Dataset excerpts

Content starts

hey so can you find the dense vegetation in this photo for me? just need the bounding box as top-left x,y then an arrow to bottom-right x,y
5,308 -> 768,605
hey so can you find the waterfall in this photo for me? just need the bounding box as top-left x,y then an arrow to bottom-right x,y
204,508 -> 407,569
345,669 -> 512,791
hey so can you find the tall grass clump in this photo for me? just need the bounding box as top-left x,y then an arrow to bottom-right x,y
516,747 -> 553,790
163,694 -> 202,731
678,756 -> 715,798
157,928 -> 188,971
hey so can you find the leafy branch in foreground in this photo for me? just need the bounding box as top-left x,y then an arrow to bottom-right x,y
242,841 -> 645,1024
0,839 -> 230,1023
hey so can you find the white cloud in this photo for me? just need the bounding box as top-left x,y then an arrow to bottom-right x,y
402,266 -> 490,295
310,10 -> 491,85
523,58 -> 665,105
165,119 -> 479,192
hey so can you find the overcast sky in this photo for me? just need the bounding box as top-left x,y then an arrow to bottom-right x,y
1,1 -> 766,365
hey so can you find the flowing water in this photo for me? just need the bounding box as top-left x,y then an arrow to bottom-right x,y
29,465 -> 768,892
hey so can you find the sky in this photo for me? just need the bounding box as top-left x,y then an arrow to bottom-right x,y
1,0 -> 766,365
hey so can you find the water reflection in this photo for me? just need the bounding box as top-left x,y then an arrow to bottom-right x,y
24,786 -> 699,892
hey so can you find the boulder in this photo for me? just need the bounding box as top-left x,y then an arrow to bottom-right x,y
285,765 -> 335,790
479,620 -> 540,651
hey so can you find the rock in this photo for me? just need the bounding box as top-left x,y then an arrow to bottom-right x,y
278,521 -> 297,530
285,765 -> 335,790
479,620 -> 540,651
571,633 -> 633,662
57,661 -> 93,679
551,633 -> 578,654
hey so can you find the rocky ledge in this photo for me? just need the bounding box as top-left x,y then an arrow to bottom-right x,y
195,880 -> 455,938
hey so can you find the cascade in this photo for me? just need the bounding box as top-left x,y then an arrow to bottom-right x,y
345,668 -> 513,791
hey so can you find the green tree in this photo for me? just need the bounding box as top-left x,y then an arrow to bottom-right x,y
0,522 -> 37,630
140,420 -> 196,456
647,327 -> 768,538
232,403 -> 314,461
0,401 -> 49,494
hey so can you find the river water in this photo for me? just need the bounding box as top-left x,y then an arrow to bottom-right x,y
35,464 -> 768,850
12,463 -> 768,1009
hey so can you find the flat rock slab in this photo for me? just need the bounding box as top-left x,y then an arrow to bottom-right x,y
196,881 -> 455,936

Content ends

Task goal:
Set down every entry exactly as given.

Exercise result:
hey so can you find the dense vegetation in this photo for me? just need the bounding box as top-left x,y then an arrow to bottom-right x,y
5,308 -> 768,605
hey so can you find the waterfall in this photo for me? just need the bounding box as top-left x,y then an arrow to bottom-right x,y
204,508 -> 407,569
345,669 -> 512,791
hey so can you find the tall grass clump in this photo for me? just need the bounding box as top-left x,y then an arrow to bottom-right x,y
516,747 -> 553,790
163,694 -> 202,731
678,756 -> 715,798
157,928 -> 188,971
hey so can you find the leafy branch in foreground in this photo for me? just need the bounding box as top-left x,y then an arrow to bottom-right x,y
242,841 -> 645,1024
0,839 -> 230,1023
hey so can you find the white cloud in this photo for me? just need the bounding box as top-left x,y then an arrow to bottom-right x,y
402,266 -> 490,295
310,10 -> 491,85
523,58 -> 665,105
165,119 -> 479,192
hey so can you find the overcast sky in this photo for me? just need the bounding box as top-left x,y then an arrow to bottom-right x,y
1,1 -> 766,365
hey so can you find the flowing water in this photo for me? just need the bounding box as top-left x,y then an arrow to bottom-right x,y
29,465 -> 768,892
hey so can you find the sky in this photo for me? just need the bounding box as top-left x,y then an arrow to bottom-right x,y
1,0 -> 766,365
hey so can you find the water reflection in this photo for me? just need the bounding box as top-left x,y then an arrow to bottom-right x,y
24,786 -> 699,892
hey so can you find the boulder in this photo for me? just need the bounding box as top-left x,y then an arrow to bottom-right x,y
285,765 -> 335,790
479,620 -> 540,651
hey so can you find the rock in this photo for me? just need the bounding box as top-left x,y then an arrow to bottom-right x,y
278,521 -> 297,530
285,765 -> 335,790
479,620 -> 540,651
571,633 -> 633,662
57,661 -> 93,679
551,633 -> 578,654
hey so can you find the rocky ledge in this photo for me? just need the bounding box as top-left x,y then an arrow to bottom-right x,y
195,880 -> 455,938
hey so can you find the cascade in this photo for me? just need the bounding box as top-left x,y then an arrow to bottom-right x,y
345,668 -> 513,791
hey so can you find the green tree in this photo for me? just need the bounding box as top-left x,y then an arrow to bottom-right x,y
0,522 -> 37,630
140,420 -> 196,456
647,327 -> 768,538
232,403 -> 314,461
0,401 -> 49,494
hey so can you find the river water in this photo for me? just need the bounding box as top-left x,y then an arrow to bottom-right x,y
35,464 -> 768,850
12,463 -> 768,1009
hey so can you find the flat rock slab in this photo for me? just need the bounding box as top-left x,y then an arrow to bottom-right x,y
196,881 -> 455,936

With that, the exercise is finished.